### Task details
Please show, copied in full, each line below that contains the word "blue".

### Exercise inputs
=======
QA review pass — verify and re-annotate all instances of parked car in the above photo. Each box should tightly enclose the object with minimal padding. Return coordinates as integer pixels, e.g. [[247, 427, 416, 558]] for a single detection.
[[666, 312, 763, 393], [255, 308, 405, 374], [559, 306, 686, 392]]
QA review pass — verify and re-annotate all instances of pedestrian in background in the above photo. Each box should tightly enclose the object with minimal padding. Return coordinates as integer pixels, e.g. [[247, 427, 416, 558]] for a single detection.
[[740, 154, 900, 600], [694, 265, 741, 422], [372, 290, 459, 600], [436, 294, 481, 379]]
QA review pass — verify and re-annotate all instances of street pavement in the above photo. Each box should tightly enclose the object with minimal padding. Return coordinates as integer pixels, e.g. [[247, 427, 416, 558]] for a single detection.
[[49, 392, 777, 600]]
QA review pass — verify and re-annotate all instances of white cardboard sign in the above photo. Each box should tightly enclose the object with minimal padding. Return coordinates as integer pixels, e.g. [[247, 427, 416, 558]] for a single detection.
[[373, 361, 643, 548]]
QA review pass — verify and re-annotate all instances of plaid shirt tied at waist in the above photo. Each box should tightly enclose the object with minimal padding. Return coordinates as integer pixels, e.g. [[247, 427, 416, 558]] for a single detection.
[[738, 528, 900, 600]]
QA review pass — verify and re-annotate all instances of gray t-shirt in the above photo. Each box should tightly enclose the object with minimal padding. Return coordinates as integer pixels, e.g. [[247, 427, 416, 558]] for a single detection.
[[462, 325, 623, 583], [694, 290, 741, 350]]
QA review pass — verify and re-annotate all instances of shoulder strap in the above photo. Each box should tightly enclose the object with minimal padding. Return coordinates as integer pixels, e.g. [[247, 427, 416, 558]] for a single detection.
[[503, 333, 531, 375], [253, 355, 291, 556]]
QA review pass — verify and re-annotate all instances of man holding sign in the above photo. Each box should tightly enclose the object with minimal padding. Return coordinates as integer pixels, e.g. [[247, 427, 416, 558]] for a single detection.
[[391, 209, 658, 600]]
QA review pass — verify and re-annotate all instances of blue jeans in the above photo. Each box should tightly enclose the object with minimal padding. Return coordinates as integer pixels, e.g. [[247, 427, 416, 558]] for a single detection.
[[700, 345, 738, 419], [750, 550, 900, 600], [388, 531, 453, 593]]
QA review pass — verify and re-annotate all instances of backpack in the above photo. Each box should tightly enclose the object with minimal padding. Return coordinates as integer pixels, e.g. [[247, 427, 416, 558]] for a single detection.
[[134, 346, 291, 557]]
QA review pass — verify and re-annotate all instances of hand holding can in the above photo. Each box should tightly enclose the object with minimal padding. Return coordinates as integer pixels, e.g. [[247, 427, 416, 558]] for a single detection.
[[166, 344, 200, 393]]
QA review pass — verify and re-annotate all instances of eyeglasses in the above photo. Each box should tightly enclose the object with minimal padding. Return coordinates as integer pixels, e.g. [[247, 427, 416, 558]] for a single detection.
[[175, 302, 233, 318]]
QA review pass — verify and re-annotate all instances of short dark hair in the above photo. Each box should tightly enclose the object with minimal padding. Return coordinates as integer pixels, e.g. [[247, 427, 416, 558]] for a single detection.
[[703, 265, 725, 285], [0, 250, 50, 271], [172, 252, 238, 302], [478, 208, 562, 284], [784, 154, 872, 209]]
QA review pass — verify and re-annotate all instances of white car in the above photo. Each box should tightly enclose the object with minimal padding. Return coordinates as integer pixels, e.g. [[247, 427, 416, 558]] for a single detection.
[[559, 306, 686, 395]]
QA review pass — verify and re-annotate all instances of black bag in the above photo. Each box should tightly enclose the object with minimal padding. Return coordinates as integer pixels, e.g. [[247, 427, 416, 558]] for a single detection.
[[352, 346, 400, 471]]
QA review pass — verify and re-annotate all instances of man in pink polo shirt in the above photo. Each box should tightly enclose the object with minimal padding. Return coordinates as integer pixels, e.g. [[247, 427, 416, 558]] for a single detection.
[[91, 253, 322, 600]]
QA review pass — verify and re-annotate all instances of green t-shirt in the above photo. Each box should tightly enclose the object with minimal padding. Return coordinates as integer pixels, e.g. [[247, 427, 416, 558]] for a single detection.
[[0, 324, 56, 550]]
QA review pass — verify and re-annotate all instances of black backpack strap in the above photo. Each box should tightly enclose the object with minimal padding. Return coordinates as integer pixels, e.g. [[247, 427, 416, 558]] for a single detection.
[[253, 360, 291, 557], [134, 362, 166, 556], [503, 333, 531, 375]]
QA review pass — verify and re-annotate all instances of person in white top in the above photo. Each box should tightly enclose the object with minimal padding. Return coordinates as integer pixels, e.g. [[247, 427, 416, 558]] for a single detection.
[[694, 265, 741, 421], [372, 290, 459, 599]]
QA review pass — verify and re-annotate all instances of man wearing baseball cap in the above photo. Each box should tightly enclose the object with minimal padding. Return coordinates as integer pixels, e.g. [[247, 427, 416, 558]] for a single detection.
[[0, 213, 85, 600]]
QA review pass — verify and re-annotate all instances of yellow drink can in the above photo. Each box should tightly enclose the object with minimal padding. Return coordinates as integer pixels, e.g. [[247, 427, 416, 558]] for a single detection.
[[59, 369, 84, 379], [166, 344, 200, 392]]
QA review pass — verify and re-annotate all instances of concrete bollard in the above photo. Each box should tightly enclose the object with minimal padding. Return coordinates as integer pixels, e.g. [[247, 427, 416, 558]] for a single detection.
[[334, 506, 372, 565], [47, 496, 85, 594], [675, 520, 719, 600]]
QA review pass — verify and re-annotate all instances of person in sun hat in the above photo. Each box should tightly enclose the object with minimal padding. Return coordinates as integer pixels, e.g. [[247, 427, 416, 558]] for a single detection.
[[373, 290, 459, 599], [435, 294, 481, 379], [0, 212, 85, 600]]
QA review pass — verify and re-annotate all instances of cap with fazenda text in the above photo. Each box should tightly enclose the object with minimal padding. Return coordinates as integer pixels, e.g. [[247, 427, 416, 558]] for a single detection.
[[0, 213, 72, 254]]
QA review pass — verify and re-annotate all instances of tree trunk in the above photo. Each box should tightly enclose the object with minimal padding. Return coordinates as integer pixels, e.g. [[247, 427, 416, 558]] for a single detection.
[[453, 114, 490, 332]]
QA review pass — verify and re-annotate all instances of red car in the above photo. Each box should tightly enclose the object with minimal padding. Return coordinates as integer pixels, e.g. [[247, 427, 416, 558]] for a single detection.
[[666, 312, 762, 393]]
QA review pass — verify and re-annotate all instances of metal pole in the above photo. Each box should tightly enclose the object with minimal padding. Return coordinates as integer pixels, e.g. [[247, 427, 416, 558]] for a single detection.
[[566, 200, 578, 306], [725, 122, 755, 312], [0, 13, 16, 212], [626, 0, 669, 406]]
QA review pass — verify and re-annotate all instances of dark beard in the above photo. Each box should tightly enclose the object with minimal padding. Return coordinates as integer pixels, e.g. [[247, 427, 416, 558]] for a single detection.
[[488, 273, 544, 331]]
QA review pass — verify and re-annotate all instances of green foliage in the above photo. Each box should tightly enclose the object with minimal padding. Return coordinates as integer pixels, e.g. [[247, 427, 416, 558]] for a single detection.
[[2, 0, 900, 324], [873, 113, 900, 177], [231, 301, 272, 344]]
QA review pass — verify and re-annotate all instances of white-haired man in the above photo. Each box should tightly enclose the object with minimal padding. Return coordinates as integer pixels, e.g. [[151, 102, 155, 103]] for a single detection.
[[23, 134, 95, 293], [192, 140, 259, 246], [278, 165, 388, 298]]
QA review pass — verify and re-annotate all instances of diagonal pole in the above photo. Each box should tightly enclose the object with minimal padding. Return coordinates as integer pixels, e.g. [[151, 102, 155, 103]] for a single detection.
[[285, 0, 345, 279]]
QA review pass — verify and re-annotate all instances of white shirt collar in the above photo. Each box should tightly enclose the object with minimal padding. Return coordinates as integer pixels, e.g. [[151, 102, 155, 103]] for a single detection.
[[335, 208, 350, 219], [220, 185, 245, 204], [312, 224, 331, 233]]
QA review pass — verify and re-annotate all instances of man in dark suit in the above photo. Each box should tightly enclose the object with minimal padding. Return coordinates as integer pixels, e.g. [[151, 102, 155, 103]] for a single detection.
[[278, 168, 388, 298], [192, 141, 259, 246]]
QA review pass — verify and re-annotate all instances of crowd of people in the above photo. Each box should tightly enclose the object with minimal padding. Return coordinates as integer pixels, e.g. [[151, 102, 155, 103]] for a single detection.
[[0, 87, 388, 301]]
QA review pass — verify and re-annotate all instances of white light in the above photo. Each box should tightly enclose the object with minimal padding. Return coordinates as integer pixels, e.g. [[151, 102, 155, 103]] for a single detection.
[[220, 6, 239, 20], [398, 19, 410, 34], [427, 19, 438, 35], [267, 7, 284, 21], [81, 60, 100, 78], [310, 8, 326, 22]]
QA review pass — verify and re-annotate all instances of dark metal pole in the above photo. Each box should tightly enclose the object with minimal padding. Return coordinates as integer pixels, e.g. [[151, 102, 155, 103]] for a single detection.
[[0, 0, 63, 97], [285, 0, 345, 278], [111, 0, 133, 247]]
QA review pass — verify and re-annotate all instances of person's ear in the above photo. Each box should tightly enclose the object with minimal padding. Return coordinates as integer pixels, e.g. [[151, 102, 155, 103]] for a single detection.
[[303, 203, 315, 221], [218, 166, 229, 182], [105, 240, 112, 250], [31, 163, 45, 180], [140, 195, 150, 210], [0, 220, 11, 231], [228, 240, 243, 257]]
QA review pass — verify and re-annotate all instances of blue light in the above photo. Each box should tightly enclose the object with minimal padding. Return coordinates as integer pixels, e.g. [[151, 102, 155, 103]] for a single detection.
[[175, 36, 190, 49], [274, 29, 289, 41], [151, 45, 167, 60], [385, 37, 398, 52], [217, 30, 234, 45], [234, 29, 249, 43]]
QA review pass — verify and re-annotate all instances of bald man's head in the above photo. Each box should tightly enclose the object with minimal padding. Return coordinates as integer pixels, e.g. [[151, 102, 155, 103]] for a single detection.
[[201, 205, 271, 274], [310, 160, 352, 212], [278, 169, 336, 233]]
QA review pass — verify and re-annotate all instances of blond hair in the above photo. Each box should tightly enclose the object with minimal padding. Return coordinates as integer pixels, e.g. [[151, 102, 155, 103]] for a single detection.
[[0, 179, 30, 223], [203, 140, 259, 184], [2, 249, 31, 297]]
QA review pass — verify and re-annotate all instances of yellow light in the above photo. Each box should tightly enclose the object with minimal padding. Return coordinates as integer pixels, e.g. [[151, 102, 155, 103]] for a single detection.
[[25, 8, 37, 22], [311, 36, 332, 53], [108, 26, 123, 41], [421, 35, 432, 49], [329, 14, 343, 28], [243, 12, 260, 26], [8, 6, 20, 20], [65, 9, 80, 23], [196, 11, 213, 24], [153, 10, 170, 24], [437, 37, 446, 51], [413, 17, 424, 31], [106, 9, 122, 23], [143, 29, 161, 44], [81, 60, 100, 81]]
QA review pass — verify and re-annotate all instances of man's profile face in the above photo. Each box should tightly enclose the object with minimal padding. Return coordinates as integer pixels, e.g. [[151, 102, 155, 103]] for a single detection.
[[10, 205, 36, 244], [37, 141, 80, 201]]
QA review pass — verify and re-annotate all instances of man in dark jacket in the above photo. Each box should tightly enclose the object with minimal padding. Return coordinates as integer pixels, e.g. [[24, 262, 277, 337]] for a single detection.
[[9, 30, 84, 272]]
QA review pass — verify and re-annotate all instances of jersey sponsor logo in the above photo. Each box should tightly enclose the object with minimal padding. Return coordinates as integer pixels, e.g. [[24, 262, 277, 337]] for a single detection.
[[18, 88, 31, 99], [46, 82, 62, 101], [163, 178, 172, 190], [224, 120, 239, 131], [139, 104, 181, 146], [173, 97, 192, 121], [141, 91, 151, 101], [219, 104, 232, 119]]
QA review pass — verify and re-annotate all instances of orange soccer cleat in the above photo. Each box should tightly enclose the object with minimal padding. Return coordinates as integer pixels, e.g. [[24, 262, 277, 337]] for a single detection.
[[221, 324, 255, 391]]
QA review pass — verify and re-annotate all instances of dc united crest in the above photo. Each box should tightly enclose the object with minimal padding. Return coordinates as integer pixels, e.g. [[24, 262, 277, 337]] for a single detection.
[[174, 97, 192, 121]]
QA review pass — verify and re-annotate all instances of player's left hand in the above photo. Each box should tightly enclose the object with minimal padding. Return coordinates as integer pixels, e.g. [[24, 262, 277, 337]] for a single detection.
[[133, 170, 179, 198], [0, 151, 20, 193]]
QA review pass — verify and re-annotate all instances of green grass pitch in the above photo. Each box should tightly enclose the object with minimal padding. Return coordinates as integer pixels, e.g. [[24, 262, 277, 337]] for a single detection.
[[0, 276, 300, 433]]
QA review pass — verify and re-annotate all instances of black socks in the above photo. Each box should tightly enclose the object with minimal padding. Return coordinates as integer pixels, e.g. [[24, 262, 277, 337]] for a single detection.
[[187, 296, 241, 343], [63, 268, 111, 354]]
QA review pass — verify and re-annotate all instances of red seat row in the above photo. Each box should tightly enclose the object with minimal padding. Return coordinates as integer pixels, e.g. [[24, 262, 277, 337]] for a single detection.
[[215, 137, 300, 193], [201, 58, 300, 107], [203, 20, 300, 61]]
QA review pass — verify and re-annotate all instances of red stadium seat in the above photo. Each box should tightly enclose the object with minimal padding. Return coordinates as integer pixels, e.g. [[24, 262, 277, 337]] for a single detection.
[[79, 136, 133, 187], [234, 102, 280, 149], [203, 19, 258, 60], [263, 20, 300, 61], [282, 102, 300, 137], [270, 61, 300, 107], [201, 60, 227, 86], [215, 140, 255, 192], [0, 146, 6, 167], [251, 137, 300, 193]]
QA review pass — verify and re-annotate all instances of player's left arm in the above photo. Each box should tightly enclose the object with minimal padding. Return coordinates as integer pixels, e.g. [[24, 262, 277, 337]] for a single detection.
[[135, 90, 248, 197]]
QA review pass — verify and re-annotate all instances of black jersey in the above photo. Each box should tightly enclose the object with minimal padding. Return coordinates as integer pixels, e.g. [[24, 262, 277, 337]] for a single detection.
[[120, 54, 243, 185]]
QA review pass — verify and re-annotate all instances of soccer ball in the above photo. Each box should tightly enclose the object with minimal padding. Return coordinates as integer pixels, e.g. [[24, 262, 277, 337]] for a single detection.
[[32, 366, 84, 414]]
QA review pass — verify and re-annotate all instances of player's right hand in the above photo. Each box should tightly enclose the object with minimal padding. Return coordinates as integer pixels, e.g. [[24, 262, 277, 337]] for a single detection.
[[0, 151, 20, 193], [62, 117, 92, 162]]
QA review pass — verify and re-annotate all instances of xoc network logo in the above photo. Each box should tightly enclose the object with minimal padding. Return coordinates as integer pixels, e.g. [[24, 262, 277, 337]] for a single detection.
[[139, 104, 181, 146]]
=======
### Answer to this task
QA review pass — verify and re-annotate all instances of blue jeans in the above photo. Each box should tightly enclose the object with minimal padding. Return coordinates as integer pixels, e.g. [[247, 427, 416, 558]] for a single detection.
QA review pass — verify and re-annotate all instances of blue light in the above photo. Each box should tightly enclose the object with minimal padding. Return coordinates as integer pixels, e.g. [[151, 102, 155, 103]] for a single detection.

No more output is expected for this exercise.